» **Problem**: Rewrite the data from its very first line up to and including the line with "left=45, top=0, right=450, bottom=135" as a Markdown table with columns named Row and Text, one numbered row per line. Skip blank lines, and leave the pictures out of the table.

··········

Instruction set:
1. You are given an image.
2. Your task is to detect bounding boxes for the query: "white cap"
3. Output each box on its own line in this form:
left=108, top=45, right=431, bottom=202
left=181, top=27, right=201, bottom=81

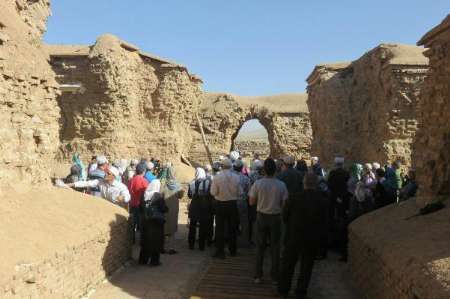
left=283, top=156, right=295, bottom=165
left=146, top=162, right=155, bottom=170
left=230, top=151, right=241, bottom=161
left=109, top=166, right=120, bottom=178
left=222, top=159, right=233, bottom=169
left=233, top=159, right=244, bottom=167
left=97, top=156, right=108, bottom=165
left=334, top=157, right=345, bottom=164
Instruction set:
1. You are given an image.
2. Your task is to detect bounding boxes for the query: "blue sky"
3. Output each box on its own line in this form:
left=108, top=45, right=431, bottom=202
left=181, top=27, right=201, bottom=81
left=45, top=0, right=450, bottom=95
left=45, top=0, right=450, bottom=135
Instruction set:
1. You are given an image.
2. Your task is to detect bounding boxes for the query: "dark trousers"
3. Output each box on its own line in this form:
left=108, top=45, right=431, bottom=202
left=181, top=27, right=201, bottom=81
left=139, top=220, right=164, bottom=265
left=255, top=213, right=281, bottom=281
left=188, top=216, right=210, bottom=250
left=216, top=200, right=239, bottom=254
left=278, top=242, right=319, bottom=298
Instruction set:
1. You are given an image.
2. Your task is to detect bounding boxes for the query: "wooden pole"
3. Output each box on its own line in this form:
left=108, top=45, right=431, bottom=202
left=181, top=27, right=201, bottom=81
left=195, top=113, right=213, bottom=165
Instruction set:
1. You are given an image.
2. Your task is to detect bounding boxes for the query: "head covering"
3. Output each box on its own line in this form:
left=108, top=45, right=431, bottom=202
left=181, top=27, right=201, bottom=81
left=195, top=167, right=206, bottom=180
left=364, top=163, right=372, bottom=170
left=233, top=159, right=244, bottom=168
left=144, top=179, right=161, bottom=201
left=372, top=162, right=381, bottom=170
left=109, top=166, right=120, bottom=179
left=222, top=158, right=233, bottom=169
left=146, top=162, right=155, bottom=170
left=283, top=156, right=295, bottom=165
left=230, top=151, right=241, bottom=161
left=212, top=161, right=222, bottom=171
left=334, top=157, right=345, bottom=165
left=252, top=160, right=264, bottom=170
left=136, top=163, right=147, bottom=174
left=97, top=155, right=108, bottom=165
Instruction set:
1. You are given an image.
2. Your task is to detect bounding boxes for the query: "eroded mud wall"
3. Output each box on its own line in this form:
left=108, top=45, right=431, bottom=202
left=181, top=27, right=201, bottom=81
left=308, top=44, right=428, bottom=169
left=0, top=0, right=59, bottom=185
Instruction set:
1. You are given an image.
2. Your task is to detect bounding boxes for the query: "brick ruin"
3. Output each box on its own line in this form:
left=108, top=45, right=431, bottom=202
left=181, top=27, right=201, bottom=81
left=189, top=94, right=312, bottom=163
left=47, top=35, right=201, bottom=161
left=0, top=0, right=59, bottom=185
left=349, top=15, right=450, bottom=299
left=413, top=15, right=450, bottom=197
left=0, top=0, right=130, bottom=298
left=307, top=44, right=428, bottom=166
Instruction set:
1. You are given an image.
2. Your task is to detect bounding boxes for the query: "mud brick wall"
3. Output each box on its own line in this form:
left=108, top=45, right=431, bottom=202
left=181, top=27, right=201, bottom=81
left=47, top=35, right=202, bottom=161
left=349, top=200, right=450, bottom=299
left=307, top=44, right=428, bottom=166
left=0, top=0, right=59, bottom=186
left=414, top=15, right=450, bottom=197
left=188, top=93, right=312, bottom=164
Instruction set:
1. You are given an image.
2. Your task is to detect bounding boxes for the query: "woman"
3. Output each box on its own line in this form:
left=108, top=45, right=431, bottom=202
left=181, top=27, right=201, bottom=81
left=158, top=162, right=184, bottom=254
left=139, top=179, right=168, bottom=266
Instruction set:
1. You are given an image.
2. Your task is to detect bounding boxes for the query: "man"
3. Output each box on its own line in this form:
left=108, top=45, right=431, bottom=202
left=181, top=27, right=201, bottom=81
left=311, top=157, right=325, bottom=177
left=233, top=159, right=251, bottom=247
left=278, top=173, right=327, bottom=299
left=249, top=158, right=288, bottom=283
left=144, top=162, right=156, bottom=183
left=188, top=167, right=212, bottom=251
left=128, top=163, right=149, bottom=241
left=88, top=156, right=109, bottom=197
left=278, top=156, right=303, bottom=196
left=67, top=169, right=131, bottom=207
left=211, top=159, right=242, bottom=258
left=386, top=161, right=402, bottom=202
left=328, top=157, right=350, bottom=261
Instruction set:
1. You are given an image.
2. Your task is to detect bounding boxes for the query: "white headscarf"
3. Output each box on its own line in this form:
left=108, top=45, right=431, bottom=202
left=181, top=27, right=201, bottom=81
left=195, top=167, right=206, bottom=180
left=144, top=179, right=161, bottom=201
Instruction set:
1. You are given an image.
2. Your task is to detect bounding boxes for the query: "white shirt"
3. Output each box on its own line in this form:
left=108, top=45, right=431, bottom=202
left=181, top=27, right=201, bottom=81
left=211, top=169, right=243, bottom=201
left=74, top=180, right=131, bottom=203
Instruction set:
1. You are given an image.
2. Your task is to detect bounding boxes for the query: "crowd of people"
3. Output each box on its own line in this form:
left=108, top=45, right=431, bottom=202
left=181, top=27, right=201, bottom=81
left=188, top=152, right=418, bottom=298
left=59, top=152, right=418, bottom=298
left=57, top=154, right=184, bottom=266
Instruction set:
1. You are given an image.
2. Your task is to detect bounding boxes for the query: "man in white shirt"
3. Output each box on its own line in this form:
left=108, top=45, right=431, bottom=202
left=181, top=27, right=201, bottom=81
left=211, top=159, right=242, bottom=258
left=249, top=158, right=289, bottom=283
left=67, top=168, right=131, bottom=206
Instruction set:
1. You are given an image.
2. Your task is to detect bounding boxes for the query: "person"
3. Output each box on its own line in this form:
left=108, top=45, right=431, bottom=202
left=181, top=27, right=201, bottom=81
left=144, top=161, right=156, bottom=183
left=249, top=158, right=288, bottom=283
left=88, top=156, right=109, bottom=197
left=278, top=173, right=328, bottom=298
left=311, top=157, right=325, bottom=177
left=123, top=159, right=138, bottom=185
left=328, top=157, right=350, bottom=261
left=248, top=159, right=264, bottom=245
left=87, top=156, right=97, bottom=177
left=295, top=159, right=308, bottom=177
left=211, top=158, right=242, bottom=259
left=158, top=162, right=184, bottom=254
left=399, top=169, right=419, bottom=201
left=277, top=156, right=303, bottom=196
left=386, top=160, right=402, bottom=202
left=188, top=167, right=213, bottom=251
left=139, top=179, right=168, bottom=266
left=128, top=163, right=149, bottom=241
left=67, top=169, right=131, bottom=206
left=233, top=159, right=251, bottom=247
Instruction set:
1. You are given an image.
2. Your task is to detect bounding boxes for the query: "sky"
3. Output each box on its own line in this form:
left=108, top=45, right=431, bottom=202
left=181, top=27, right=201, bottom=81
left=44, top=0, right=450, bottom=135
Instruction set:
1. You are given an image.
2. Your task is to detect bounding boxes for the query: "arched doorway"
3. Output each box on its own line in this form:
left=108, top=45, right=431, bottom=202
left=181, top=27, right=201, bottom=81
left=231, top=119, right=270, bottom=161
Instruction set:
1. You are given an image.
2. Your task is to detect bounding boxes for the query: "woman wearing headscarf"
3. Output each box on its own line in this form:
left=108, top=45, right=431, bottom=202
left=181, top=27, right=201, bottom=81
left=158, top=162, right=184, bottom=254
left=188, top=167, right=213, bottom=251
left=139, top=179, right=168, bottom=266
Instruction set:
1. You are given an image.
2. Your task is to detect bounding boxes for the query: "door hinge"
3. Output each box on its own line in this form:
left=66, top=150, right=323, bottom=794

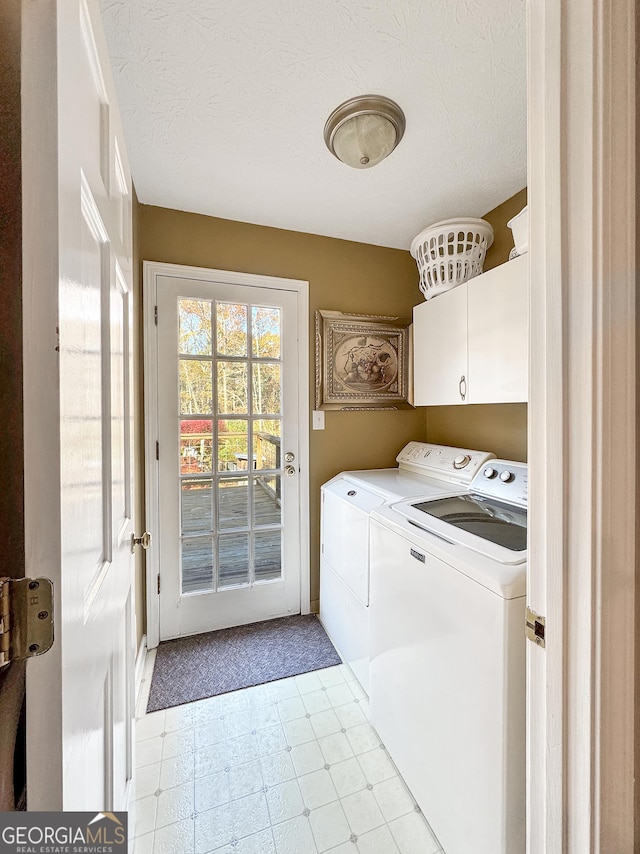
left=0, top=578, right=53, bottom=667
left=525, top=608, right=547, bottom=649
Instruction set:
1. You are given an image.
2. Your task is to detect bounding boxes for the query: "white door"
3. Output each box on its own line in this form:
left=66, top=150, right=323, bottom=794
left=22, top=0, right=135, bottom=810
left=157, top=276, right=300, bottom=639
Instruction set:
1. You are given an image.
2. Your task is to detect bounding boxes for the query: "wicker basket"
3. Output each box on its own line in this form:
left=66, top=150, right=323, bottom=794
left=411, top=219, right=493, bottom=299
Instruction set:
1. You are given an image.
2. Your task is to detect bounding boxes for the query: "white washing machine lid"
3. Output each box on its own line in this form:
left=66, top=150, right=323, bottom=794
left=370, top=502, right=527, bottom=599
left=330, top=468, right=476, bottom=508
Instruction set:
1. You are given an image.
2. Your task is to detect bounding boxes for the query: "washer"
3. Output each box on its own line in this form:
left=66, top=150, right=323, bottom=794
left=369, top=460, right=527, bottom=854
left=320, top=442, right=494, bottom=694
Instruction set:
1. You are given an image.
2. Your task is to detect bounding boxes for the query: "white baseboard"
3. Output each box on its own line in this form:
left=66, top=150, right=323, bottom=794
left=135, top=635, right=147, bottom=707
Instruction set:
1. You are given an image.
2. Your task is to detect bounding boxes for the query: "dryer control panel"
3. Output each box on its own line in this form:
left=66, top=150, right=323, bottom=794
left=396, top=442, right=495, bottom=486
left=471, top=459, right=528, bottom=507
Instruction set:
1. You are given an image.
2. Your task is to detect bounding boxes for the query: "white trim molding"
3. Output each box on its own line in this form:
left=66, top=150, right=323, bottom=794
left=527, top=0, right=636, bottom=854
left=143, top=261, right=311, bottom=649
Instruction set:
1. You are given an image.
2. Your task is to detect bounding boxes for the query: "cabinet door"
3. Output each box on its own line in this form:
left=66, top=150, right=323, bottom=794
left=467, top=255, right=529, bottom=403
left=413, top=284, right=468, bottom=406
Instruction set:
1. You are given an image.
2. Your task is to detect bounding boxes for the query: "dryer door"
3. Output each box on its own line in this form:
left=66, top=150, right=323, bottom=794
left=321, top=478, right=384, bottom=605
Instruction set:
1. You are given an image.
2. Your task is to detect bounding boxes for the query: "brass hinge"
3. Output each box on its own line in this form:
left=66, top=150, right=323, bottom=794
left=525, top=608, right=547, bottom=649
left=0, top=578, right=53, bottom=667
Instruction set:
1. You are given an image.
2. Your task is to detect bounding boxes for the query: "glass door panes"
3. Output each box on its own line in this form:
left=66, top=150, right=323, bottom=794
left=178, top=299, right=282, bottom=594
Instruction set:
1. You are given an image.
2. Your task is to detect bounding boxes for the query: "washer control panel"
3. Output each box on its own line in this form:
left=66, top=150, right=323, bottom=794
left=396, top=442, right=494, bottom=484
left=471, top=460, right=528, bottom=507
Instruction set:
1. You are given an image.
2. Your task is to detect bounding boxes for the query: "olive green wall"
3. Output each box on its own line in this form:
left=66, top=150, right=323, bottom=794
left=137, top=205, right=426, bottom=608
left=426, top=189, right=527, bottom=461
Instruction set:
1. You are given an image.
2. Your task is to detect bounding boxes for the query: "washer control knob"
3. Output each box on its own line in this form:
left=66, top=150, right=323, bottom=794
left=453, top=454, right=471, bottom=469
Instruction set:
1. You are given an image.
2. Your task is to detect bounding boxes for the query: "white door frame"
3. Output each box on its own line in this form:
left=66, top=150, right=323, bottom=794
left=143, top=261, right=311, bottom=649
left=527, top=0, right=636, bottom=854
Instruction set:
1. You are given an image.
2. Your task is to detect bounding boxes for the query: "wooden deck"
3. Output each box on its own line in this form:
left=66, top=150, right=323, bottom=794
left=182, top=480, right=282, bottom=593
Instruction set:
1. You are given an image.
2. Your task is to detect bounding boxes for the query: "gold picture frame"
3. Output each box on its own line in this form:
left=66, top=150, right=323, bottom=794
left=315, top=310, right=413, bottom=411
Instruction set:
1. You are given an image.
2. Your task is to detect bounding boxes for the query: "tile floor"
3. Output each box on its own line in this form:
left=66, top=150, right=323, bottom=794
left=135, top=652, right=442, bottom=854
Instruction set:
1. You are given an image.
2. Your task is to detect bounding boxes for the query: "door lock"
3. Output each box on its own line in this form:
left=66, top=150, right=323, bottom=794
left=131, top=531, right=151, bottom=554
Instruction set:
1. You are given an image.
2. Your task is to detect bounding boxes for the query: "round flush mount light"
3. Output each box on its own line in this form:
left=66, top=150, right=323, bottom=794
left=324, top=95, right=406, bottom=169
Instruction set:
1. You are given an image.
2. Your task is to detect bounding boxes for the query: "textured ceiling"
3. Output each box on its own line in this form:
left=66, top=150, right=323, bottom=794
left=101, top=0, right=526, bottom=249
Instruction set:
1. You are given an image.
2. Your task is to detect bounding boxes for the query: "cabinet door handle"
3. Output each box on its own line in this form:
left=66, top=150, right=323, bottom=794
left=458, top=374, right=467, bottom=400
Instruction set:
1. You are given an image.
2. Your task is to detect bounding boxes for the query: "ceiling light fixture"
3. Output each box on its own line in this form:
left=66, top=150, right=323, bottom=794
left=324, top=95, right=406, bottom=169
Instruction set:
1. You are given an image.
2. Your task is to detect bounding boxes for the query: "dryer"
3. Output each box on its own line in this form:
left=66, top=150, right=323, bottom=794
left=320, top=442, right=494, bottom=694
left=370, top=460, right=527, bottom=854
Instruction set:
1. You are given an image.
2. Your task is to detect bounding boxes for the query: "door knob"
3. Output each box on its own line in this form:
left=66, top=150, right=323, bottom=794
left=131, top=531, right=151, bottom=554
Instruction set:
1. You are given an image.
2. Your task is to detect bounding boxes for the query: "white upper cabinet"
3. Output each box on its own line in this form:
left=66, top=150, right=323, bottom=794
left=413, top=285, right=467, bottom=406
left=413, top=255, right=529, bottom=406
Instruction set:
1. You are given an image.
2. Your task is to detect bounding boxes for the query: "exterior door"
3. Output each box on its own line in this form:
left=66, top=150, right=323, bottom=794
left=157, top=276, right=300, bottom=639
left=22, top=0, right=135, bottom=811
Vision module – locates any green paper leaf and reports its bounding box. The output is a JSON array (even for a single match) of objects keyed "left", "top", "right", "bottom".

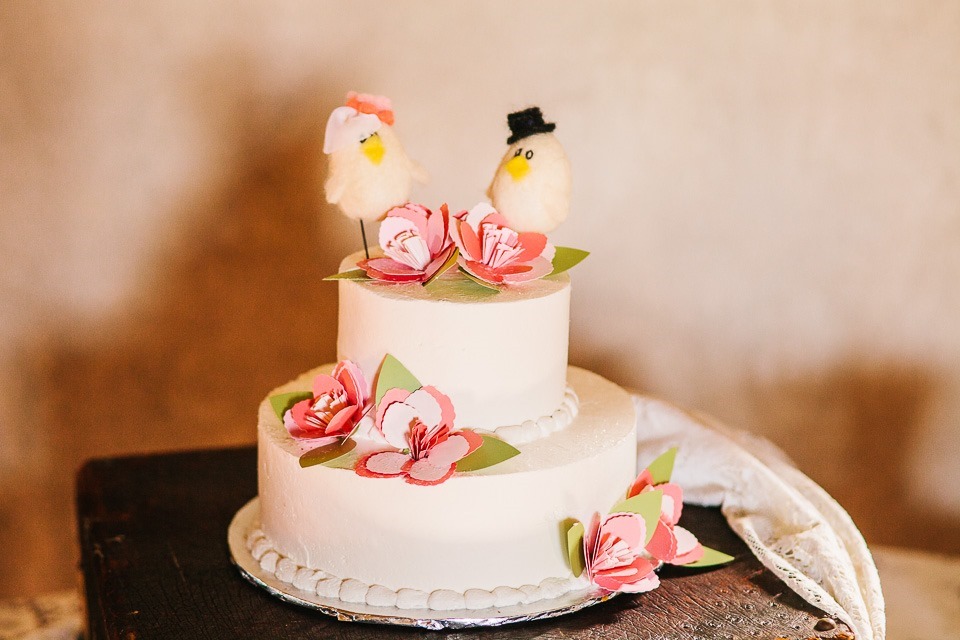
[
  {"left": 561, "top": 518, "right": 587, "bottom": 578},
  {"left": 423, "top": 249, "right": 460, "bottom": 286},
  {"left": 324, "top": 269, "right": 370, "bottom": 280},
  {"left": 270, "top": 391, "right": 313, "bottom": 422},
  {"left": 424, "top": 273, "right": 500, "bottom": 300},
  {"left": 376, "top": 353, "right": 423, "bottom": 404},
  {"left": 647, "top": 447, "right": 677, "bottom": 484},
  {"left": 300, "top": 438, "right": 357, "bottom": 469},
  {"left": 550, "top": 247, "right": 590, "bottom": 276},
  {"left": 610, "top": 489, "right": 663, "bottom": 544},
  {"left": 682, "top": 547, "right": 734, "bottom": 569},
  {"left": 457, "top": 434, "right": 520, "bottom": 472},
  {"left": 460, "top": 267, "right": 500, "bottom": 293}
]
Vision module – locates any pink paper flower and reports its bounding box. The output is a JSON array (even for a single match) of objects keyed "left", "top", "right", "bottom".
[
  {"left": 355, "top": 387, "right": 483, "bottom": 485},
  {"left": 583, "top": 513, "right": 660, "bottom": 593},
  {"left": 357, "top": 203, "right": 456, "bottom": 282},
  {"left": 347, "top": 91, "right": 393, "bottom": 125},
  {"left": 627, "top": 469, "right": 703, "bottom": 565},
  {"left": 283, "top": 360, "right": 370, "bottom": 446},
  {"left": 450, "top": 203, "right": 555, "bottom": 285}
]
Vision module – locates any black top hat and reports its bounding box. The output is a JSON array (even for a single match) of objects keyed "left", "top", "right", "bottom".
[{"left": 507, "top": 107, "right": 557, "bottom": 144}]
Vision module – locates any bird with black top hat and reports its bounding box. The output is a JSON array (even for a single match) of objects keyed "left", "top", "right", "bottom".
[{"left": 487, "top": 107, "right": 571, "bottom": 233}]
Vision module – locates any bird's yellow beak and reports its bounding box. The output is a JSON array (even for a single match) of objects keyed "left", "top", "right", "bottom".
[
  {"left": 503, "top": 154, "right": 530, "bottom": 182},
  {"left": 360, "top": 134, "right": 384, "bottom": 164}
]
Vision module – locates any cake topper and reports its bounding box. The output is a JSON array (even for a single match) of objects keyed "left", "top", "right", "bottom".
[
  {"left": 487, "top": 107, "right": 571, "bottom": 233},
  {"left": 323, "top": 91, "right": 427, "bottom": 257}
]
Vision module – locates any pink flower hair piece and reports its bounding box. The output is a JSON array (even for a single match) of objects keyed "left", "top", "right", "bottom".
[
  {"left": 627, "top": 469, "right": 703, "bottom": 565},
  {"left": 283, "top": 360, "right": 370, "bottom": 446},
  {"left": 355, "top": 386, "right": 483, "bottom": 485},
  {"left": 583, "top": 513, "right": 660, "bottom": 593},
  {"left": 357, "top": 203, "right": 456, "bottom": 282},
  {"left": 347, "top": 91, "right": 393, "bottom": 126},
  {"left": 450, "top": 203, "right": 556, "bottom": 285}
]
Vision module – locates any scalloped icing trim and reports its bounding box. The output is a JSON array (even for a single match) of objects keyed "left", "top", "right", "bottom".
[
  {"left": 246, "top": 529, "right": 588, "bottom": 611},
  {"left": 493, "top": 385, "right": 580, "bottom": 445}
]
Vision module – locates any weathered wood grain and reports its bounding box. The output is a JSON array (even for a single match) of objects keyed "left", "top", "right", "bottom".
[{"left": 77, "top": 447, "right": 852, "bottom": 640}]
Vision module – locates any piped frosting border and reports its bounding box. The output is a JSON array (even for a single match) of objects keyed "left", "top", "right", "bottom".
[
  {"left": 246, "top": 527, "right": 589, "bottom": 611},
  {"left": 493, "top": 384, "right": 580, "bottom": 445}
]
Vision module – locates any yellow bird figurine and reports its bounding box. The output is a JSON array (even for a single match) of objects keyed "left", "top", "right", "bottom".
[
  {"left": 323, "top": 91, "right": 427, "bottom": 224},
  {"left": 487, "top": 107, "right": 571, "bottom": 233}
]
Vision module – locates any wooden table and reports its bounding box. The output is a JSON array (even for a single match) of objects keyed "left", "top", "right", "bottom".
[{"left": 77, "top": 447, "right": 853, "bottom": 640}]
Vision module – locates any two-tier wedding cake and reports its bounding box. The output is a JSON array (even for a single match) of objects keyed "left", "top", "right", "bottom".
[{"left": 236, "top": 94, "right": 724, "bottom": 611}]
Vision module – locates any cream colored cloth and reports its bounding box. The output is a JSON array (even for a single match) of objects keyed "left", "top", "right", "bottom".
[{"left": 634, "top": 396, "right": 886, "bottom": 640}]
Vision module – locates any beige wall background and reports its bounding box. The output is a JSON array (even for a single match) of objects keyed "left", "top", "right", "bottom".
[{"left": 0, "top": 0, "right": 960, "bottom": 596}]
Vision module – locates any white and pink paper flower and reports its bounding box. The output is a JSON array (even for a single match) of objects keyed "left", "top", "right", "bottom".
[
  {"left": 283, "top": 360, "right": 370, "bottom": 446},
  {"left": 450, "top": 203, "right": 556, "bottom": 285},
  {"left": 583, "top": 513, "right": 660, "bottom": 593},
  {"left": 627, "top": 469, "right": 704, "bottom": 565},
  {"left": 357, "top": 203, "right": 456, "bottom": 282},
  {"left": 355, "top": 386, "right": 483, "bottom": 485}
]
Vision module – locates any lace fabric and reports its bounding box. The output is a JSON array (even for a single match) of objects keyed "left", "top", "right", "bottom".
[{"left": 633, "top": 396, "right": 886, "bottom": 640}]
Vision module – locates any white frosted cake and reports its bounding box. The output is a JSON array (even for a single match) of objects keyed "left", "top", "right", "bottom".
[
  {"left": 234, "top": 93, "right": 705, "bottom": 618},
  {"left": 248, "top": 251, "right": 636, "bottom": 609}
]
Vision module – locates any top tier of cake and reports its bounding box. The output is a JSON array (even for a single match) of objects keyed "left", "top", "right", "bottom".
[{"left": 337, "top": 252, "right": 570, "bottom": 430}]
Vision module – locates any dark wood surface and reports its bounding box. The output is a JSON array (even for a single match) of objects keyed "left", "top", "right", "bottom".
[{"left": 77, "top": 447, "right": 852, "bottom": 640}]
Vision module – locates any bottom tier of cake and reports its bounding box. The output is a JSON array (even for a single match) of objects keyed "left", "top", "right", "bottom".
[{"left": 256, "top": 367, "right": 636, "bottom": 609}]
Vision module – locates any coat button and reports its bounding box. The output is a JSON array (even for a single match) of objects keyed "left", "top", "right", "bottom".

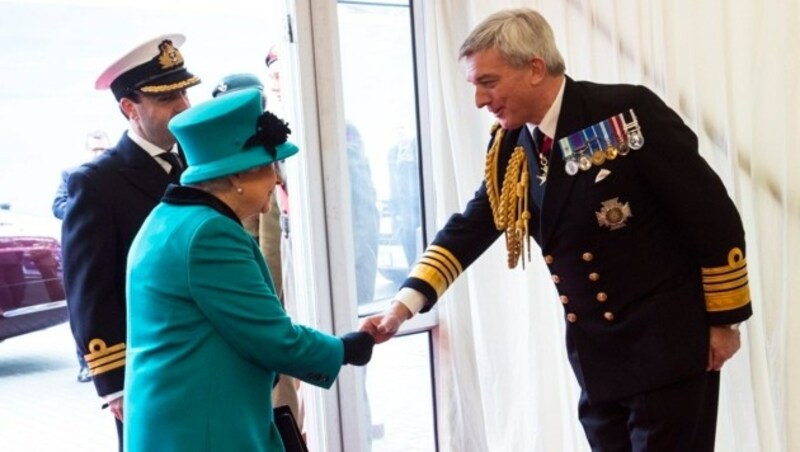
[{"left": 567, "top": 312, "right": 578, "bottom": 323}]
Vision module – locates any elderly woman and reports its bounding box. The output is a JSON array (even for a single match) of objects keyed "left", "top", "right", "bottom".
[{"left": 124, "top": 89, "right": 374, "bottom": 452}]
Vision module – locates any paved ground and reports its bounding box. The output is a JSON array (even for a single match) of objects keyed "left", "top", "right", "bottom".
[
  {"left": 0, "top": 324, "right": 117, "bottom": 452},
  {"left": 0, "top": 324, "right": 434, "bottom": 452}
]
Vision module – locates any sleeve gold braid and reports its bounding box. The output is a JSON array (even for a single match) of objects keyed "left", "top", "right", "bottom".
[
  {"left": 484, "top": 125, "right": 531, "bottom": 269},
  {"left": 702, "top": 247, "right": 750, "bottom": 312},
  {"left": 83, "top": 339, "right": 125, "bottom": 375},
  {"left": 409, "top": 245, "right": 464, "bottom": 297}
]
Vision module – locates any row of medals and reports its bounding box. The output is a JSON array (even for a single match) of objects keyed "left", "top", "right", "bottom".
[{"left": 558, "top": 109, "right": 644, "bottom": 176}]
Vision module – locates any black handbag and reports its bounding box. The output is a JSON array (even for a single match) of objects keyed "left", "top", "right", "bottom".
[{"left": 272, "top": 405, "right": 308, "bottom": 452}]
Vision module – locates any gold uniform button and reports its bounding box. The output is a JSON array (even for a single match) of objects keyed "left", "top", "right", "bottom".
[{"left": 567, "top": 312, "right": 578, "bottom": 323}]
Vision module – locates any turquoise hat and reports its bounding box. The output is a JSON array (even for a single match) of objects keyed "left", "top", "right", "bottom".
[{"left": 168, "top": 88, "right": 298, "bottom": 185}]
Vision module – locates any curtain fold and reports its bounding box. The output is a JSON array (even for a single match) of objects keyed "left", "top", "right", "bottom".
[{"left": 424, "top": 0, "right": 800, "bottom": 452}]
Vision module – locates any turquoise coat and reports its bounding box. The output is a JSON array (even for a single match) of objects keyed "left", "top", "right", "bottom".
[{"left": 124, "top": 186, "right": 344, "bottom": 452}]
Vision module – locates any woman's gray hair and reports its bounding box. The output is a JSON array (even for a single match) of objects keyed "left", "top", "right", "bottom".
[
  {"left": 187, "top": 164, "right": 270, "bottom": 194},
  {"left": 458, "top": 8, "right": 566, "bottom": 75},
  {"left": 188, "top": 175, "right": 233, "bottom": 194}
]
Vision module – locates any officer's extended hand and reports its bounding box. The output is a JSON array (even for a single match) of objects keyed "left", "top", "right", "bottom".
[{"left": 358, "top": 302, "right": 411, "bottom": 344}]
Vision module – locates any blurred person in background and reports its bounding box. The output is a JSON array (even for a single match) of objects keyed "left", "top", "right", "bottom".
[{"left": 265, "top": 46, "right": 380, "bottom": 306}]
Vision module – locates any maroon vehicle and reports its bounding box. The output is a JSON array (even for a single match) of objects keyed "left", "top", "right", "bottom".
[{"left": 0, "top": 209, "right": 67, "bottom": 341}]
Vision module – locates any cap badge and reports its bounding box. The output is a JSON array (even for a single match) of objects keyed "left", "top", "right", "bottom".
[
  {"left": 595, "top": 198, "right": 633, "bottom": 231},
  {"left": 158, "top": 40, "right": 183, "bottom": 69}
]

··········

» **Solution to this problem**:
| Row | Text |
|---|---|
| 1 | Instruction set: |
| 2 | 1. You are given an image. |
| 3 | 2. Your task is to detect bounding boxes for the query: "white cap" |
| 4 | 3. Output each box on its own line in this form: |
| 5 | left=108, top=45, right=431, bottom=202 |
| 6 | left=181, top=27, right=201, bottom=81 |
| 7 | left=283, top=156, right=295, bottom=165 |
| 8 | left=146, top=162, right=155, bottom=170 |
| 9 | left=230, top=151, right=241, bottom=161 |
| 10 | left=109, top=166, right=120, bottom=178 |
| 11 | left=222, top=159, right=233, bottom=169 |
| 12 | left=233, top=159, right=244, bottom=167 |
| 13 | left=97, top=156, right=108, bottom=165 |
| 14 | left=334, top=157, right=345, bottom=164 |
| 15 | Instruction set: |
| 16 | 1. You are given an image. |
| 17 | 2. Your task is to detect bounding boxes for the query: "blue sky" |
| 18 | 3. Output each box on its own line in this form: |
| 19 | left=108, top=45, right=431, bottom=202 |
| 20 | left=181, top=27, right=201, bottom=81 |
| 21 | left=45, top=0, right=450, bottom=95 |
| 22 | left=45, top=0, right=450, bottom=135 |